BEGIN

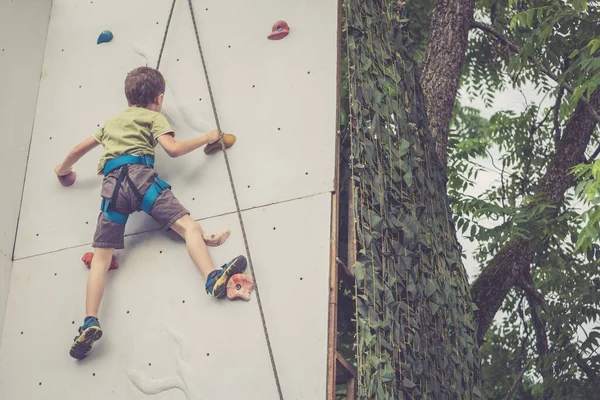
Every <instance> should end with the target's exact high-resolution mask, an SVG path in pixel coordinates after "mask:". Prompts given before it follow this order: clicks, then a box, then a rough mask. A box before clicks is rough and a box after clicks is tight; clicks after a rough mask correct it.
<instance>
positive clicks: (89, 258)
mask: <svg viewBox="0 0 600 400" xmlns="http://www.w3.org/2000/svg"><path fill="white" fill-rule="evenodd" d="M93 259H94V253H92V252H91V251H90V252H88V253H85V254H84V255H83V257H81V261H83V263H84V264H85V265H87V267H88V268H90V265H92V260H93ZM118 268H119V263H118V262H117V259H116V258H115V256H113V258H112V260H111V262H110V268H109V270H111V269H118Z"/></svg>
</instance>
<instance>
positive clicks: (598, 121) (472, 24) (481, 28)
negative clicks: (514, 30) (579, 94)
mask: <svg viewBox="0 0 600 400" xmlns="http://www.w3.org/2000/svg"><path fill="white" fill-rule="evenodd" d="M471 28H477V29H480V30H482V31H484V32H487V33H489V34H492V35H494V36H495V37H496V38H497V39H498V40H500V41H501V42H503V43H504V44H506V45H507V46H508V48H509V49H511V50H512V51H514V52H515V53H518V52H519V50H520V49H519V46H517V45H516V44H514V43H513V42H512V41H511V40H510V39H509V38H508V37H506V36H505V35H504V34H503V33H502V32H500V31H498V30H497V29H496V28H494V27H493V26H491V25H488V24H484V23H483V22H479V21H472V22H471ZM529 59H530V60H531V61H532V62H533V63H534V64H535V65H536V66H537V67H538V68H539V69H540V71H542V73H543V74H544V75H546V76H547V77H548V78H550V79H552V80H553V81H554V82H556V83H558V84H559V85H560V86H562V87H563V88H565V89H566V91H567V92H569V93H570V94H573V92H574V89H573V87H572V86H571V85H569V84H568V83H567V82H560V80H559V79H558V76H556V74H555V73H553V72H552V71H550V70H549V69H548V68H546V67H545V66H544V65H543V64H542V63H541V62H540V61H539V60H538V59H537V58H535V57H529ZM581 101H583V102H584V103H585V104H586V105H588V106H590V102H589V100H588V99H587V98H586V97H585V96H582V97H581ZM589 111H590V113H591V114H592V116H593V117H594V119H595V120H596V122H598V123H600V115H598V113H597V112H596V110H594V108H593V107H589Z"/></svg>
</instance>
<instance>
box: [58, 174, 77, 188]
mask: <svg viewBox="0 0 600 400" xmlns="http://www.w3.org/2000/svg"><path fill="white" fill-rule="evenodd" d="M75 178H77V173H75V171H71V172H69V173H68V174H67V175H63V176H59V177H58V181H59V182H60V184H61V185H63V186H71V185H72V184H74V183H75Z"/></svg>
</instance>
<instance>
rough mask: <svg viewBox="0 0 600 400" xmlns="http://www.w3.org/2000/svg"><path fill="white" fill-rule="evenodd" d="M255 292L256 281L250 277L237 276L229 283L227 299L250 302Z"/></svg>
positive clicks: (231, 280)
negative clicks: (254, 287) (239, 298)
mask: <svg viewBox="0 0 600 400" xmlns="http://www.w3.org/2000/svg"><path fill="white" fill-rule="evenodd" d="M253 290H254V281H253V280H252V278H250V277H249V276H248V275H244V274H235V275H233V276H232V277H231V278H229V282H227V298H228V299H229V300H235V299H236V298H240V299H243V300H245V301H249V300H250V295H251V294H252V291H253Z"/></svg>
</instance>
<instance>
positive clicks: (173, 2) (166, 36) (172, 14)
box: [156, 0, 177, 70]
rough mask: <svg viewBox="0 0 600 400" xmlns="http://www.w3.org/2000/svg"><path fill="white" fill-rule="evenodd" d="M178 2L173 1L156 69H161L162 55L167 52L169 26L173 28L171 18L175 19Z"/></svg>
mask: <svg viewBox="0 0 600 400" xmlns="http://www.w3.org/2000/svg"><path fill="white" fill-rule="evenodd" d="M176 2H177V0H173V3H172V4H171V11H170V12H169V18H168V19H167V27H166V28H165V34H164V36H163V42H162V44H161V45H160V53H158V61H157V62H156V69H157V70H158V67H160V60H161V59H162V53H163V51H164V50H165V43H167V34H168V33H169V26H171V18H172V17H173V10H174V9H175V3H176Z"/></svg>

END

**Assignment:**
All of the data above must be printed exactly, minus its pictures.

**Task solution:**
Every <instance> should end with the target's exact high-resolution mask, an SVG path in pixel coordinates after "mask:". Prompts given before it follow this order: clicks, then a box, then a rough mask. A box before clicks is rough and a box after clicks is tight; clicks after a rough mask correct it.
<instance>
positive clicks: (89, 258)
mask: <svg viewBox="0 0 600 400" xmlns="http://www.w3.org/2000/svg"><path fill="white" fill-rule="evenodd" d="M93 259H94V253H92V252H91V251H90V252H88V253H85V254H84V255H83V257H81V261H83V263H84V264H85V265H87V267H88V268H90V265H92V260H93ZM118 268H119V263H118V262H117V259H116V258H115V256H113V258H112V260H111V262H110V268H109V270H111V269H118Z"/></svg>
</instance>
<instance>
positive clicks: (598, 121) (472, 24) (481, 28)
negative clicks: (514, 30) (579, 94)
mask: <svg viewBox="0 0 600 400" xmlns="http://www.w3.org/2000/svg"><path fill="white" fill-rule="evenodd" d="M471 28H477V29H480V30H482V31H484V32H487V33H489V34H492V35H494V36H495V37H496V38H497V39H498V40H500V41H501V42H503V43H504V44H506V45H507V46H508V48H509V49H511V50H512V51H514V52H515V53H518V52H519V50H520V49H519V46H517V45H516V44H514V43H513V42H512V41H511V40H510V39H509V38H508V37H506V36H505V35H504V34H503V33H502V32H500V31H498V30H497V29H496V28H494V27H493V26H491V25H488V24H484V23H483V22H479V21H472V22H471ZM529 59H530V60H531V61H532V62H533V63H534V64H535V65H536V66H537V67H538V68H539V69H540V71H542V73H543V74H544V75H546V76H547V77H548V78H550V79H552V80H553V81H554V82H556V83H558V84H559V85H560V86H562V87H563V88H565V89H566V91H567V92H569V93H570V94H573V92H574V89H573V87H572V86H571V85H569V84H568V83H567V82H560V80H559V79H558V76H556V74H555V73H553V72H552V71H550V70H549V69H548V68H546V67H545V66H544V65H543V64H542V63H541V62H540V61H539V60H538V59H537V58H535V57H529ZM581 101H583V102H584V103H585V104H586V105H588V106H590V102H589V100H588V99H587V98H586V97H585V96H582V97H581ZM589 111H590V113H591V114H592V116H593V117H594V119H595V120H596V122H598V123H600V115H598V113H597V112H596V110H594V108H593V107H589Z"/></svg>
</instance>
<instance>
box: [58, 174, 77, 188]
mask: <svg viewBox="0 0 600 400" xmlns="http://www.w3.org/2000/svg"><path fill="white" fill-rule="evenodd" d="M75 178H77V173H75V171H71V172H69V173H68V174H67V175H63V176H59V177H58V181H59V182H60V184H61V185H63V186H71V185H72V184H74V183H75Z"/></svg>
</instance>
<instance>
rough mask: <svg viewBox="0 0 600 400" xmlns="http://www.w3.org/2000/svg"><path fill="white" fill-rule="evenodd" d="M255 292L256 281L250 277L237 276L229 283L227 299L250 302Z"/></svg>
positive clicks: (231, 280)
negative clicks: (254, 287) (239, 298)
mask: <svg viewBox="0 0 600 400" xmlns="http://www.w3.org/2000/svg"><path fill="white" fill-rule="evenodd" d="M253 290H254V281H253V280H252V278H250V277H249V276H248V275H244V274H235V275H233V276H232V277H231V278H229V282H227V298H228V299H229V300H235V299H236V298H240V299H243V300H245V301H249V300H250V295H251V294H252V291H253Z"/></svg>
</instance>
<instance>
positive clicks: (173, 2) (166, 36) (172, 14)
box: [156, 0, 177, 70]
rough mask: <svg viewBox="0 0 600 400" xmlns="http://www.w3.org/2000/svg"><path fill="white" fill-rule="evenodd" d="M178 2L173 1L156 69H161L162 55L167 52L169 26L173 28L171 18L175 19Z"/></svg>
mask: <svg viewBox="0 0 600 400" xmlns="http://www.w3.org/2000/svg"><path fill="white" fill-rule="evenodd" d="M176 2H177V0H173V3H172V4H171V11H170V12H169V18H168V19H167V27H166V28H165V34H164V36H163V42H162V44H161V45H160V53H158V61H157V62H156V69H157V70H158V67H160V60H161V59H162V53H163V51H164V50H165V43H167V34H168V33H169V26H171V18H172V17H173V10H174V9H175V3H176Z"/></svg>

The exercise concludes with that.